PROVIDED ENTRIES —
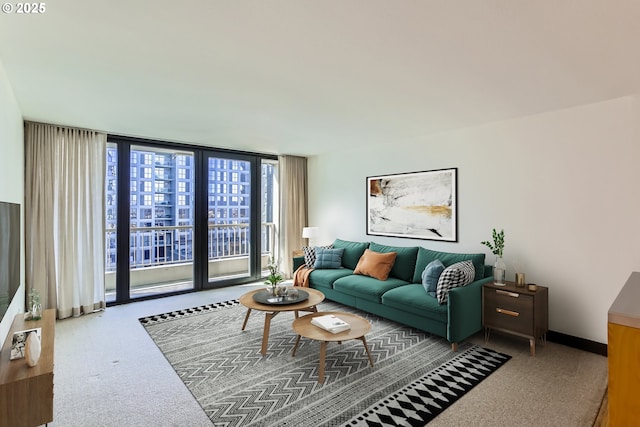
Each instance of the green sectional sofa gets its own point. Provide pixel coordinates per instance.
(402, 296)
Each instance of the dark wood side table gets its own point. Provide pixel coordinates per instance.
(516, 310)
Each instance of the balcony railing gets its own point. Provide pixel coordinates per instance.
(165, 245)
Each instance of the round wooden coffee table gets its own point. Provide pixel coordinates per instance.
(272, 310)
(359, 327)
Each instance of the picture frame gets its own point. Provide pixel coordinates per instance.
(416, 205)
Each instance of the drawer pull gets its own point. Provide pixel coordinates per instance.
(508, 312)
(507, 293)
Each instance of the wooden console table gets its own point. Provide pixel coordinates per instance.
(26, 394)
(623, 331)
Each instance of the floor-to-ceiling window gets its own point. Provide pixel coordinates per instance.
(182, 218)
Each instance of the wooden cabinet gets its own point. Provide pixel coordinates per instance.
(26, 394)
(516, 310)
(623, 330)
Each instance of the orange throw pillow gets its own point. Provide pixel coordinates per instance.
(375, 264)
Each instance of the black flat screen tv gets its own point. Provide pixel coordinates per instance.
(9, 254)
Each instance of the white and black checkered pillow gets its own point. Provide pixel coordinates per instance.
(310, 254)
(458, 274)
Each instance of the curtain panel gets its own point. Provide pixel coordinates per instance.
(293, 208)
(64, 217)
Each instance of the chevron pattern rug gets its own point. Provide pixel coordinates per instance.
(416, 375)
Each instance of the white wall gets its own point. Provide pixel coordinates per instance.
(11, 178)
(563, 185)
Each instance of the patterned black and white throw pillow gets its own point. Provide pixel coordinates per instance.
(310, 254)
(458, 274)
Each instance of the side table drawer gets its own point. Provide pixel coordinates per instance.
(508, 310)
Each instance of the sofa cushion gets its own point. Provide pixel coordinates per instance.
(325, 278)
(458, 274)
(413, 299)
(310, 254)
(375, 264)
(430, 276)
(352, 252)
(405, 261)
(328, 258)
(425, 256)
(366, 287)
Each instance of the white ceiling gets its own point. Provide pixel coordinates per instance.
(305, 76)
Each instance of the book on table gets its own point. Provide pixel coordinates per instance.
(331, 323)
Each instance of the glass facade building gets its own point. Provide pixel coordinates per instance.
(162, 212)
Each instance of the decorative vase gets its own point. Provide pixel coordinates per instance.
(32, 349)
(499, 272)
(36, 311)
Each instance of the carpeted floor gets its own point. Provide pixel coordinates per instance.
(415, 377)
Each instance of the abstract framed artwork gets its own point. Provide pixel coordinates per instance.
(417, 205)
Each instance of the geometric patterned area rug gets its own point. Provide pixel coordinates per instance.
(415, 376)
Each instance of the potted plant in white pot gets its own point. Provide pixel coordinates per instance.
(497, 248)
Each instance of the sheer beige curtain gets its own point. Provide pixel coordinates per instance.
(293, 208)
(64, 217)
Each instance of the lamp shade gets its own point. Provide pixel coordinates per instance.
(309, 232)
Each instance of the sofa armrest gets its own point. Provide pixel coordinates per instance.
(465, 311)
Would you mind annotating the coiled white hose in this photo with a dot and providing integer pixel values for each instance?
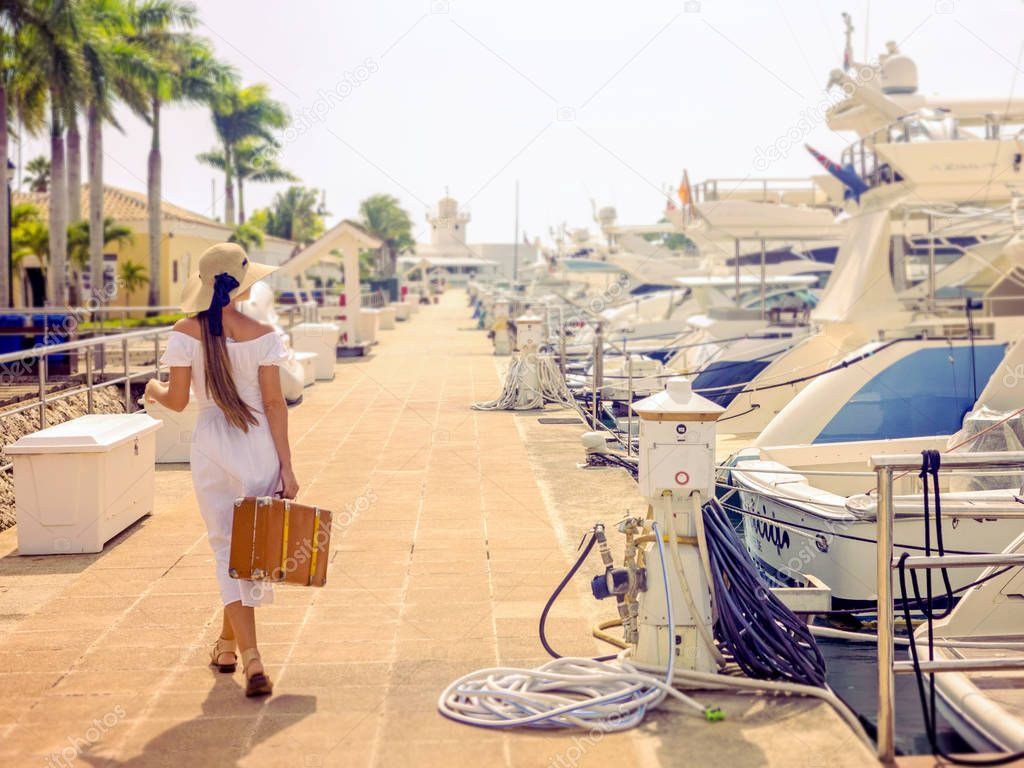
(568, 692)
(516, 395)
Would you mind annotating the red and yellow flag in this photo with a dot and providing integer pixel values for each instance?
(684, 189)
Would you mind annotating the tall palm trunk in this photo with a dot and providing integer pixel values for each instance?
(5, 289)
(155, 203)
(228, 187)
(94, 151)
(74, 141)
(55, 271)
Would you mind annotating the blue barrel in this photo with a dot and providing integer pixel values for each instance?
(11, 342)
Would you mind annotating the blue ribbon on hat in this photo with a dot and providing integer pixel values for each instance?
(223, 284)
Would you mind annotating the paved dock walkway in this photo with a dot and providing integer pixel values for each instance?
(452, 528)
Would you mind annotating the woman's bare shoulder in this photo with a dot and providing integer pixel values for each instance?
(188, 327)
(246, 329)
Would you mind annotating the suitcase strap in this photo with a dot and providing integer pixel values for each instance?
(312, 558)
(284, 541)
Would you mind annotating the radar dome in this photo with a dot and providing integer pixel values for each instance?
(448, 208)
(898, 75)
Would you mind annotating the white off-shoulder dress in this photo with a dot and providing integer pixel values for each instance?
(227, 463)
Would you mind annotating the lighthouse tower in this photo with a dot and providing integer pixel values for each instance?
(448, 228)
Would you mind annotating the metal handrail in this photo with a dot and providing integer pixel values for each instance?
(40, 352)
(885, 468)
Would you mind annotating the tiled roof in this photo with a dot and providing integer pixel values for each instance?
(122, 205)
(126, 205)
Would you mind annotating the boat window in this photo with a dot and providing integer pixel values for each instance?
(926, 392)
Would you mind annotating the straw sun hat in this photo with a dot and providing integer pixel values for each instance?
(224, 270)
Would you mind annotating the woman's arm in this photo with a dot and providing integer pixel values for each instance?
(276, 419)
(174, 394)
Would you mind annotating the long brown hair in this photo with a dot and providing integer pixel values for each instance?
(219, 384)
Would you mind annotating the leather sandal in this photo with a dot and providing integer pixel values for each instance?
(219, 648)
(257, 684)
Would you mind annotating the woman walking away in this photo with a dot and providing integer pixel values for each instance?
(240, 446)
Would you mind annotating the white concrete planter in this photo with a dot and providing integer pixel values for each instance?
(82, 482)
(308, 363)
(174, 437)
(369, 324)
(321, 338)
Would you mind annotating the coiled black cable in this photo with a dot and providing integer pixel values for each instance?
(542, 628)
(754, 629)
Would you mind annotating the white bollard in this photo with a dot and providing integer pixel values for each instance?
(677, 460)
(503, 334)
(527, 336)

TASK TO CARRY OUT — Each entry must be reproduced word for word, and any image among them left out.

SOLUTION TO THE PROBLEM —
Each instance of the green sectional sofa gets its own point. Provide pixel coordinates per instance.
(402, 296)
Each instance of the dark wood side table gets its own point. Provide pixel coordinates per instance.
(516, 310)
Each instance of the balcony railing gets its own point. Provide pixel coordinates per instance.
(165, 245)
Each instance of the round wooden coffee table gets its own point. Provide pixel coordinates per instance.
(272, 310)
(359, 327)
Each instance of the picture frame gets its own point. Provide pixel coordinates per instance.
(416, 205)
Each instance of the drawer pull gets its own point. Provide pixel coordinates per instance.
(508, 312)
(507, 293)
Each instance of the wooden console table gets its own point. Provide pixel coordinates per instance.
(26, 394)
(623, 331)
Each instance of the floor-to-ceiling window gets its own point. Provide pixel coordinates per instance.
(182, 218)
Each instance of the wooden cabinet gets its own point. Provide pixel coordinates per instance.
(26, 394)
(516, 310)
(623, 330)
Each instance of the orange throw pillow gets its own point. Provide pixel coordinates per instance.
(375, 264)
Each instance of the black flat screen tv gets its own point. Provide pixel coordinates per instance.
(9, 254)
Each instance of the white and black checkered pillow gets its own point. Provide pixel coordinates per instance.
(310, 254)
(458, 274)
Each instance of the curtain panel gets its own point. Provide pixel coordinates per instance.
(293, 208)
(64, 217)
Each instance of the chevron pattern rug gets its own point. Provide pixel coordinates per instance.
(416, 375)
Each instance of the white wall gets its own point. Provide pixel coordinates per instance.
(11, 178)
(563, 185)
Each instance of the patterned black and white throw pillow gets its own point. Provide pixel coordinates per instance.
(310, 254)
(458, 274)
Each instance of the side table drawer gets its own point. Provide pixel coordinates per instance.
(508, 310)
Each instance of the sofa cushion gets its own point. Provide pixel coordinates per instance.
(325, 278)
(458, 274)
(413, 299)
(310, 254)
(375, 264)
(430, 276)
(352, 252)
(405, 261)
(328, 258)
(425, 256)
(366, 287)
Each instance of the white ceiling gets its own point. Provide pixel coordinates per instance.
(305, 76)
Each instance of the book on table gets its own point. Provide pixel coordinates per instance.
(331, 323)
Each instance of the glass facade building gets its own point. Provide pixel coordinates per instance.
(162, 212)
Each instance of the decorative vase gets its own point. Provide pixel coordinates per instance.
(32, 349)
(499, 272)
(36, 311)
Each instance of the carpeted floor gets its own point. Provide pixel coordinates per instance.
(415, 377)
Each instance of the abstract framed artwork gets its own point. Provide pixel coordinates per instance.
(417, 205)
Each instance of the geometric patterned area rug gets its own point. Provide pixel coordinates per instance.
(415, 376)
Each instance of the potted plant in white pot gets its own point. Provide pixel coordinates per instance.
(497, 248)
Each instance of the sheer beige curtain gets its own point. Provide pixel coordinates per instance.
(293, 208)
(64, 217)
Each instance of the lamp shade gets its own point. Provide pixel coordinates per instance.
(309, 232)
Each instance of the sofa armrest gets its own point. Provide pixel coordinates per instance.
(465, 311)
Would you mind annotating the coiled white hose in this photo with a dot and providing integer pixel values for each instance?
(568, 692)
(516, 395)
Would you mind annotating the red and yellow flag in this photo with a dot and providing integer pixel values for each instance?
(684, 189)
Would you mind annotating the tall palm trunk in this photo with a dot and providing integer pixel values for each instance?
(5, 289)
(155, 203)
(228, 187)
(94, 151)
(74, 141)
(55, 271)
Would you mind annotating the blue barrel in this photo with a dot and providing integer pixel values for each instance?
(11, 342)
Would you mind annotating the blue ribbon on hat in this photo with a dot and providing integer pixel values for each instance?
(223, 284)
Would you mind annotating the paved dock walkway in this photo with a dot and providing integer pixel values for each instance?
(452, 528)
Would you mind annotating the woman's bare shoulder in this photo with a dot and providing integer pixel values for each instance?
(188, 327)
(246, 329)
Would you mind annotating the suitcase strap in this photo with a dot and providing integer pixel values for each instance?
(312, 558)
(284, 541)
Would you mind annotating the radar dome in this photo with a dot and providing integer pixel values for each instance?
(448, 208)
(898, 75)
Would you mind annotating the white off-shoulder dress in this photo with a dot and providing integer pixel values for each instance?
(227, 463)
Would you mind annotating the lighthouse tower in this photo with a dot and providing integer pixel values for each instance?
(448, 228)
Would you mind annotating the metal handrail in this photo with a dot and providing integer pixel values for each instance?
(40, 352)
(885, 468)
Would you mind annotating the tiled roof in this photo with a dot and providing integer pixel values for each instance?
(122, 205)
(126, 205)
Would you mind annotating the boat window in this photo with a dot and providing integer pixel values for each instance?
(926, 392)
Would you mind annotating the straw sun hat in this photo with a dot and providing integer pixel values for each instance?
(224, 270)
Would you mind annotating the woman's arm in this photo with a dot and providing integer pixel values for each instance?
(276, 419)
(174, 394)
Would you mind annotating the long brown hair in this photo with a dot and providing integer pixel values for each instance?
(219, 384)
Would you mind annotating the leather sandal in this photo with a dot and providing integer pixel values for each instance?
(219, 648)
(257, 684)
Would you mind annotating the woman walking away in this photo with a dot and providing integer pixel values for each instance?
(240, 446)
Would you mind annotating the white concrete planter in this photo with a dot and providing integer pixel values for each instance?
(82, 482)
(308, 363)
(174, 437)
(369, 324)
(321, 338)
Would you mind annotating the coiled black cable in this photo with a dot and providing integer pixel values for each instance?
(542, 628)
(754, 629)
Would you mind annotating the white bollard in this photo with a dot and providing integer pixel values for each instance?
(677, 460)
(503, 334)
(527, 336)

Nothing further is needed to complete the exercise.